Exercise | The lines to be set down run from the line containing "phrase -- chandelier shade" through the final line of the data below; print them exactly and print nothing else.

(Saved entries)
BEGIN

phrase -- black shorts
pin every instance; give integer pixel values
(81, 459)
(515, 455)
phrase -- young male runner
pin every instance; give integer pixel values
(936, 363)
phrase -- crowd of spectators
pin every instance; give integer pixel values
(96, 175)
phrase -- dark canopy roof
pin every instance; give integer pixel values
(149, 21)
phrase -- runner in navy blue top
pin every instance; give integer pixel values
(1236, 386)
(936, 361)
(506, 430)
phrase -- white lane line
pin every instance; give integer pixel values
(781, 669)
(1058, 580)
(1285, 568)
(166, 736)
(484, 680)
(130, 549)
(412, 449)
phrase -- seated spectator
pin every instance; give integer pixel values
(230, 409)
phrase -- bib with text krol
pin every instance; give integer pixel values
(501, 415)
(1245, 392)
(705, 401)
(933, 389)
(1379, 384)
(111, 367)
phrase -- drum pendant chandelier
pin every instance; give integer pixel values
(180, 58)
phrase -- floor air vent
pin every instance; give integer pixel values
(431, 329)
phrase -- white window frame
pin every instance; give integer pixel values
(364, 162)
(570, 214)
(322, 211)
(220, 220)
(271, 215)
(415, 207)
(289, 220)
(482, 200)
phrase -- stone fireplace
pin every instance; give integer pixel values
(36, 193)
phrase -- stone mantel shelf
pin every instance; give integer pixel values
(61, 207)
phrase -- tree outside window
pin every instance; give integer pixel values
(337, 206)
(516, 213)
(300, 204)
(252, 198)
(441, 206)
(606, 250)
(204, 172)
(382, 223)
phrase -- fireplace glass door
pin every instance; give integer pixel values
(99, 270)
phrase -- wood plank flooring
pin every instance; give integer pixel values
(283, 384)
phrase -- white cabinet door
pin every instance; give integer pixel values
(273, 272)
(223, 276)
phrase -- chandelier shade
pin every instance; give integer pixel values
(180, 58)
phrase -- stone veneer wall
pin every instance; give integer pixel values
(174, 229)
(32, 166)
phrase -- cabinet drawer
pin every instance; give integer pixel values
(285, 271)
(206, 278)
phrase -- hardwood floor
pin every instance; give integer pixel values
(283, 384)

END

Task output |
phrase -- chandelier shade
pin every instance; give integer pixel values
(180, 58)
phrase -- stone veneer wall
pin every instance; give integer pixel values
(174, 229)
(32, 166)
phrase -- cabinet drawer
pin every instance; give integer pixel values
(285, 271)
(206, 278)
phrase -- hardwood floor
pin every instance; give integer pixel values
(283, 384)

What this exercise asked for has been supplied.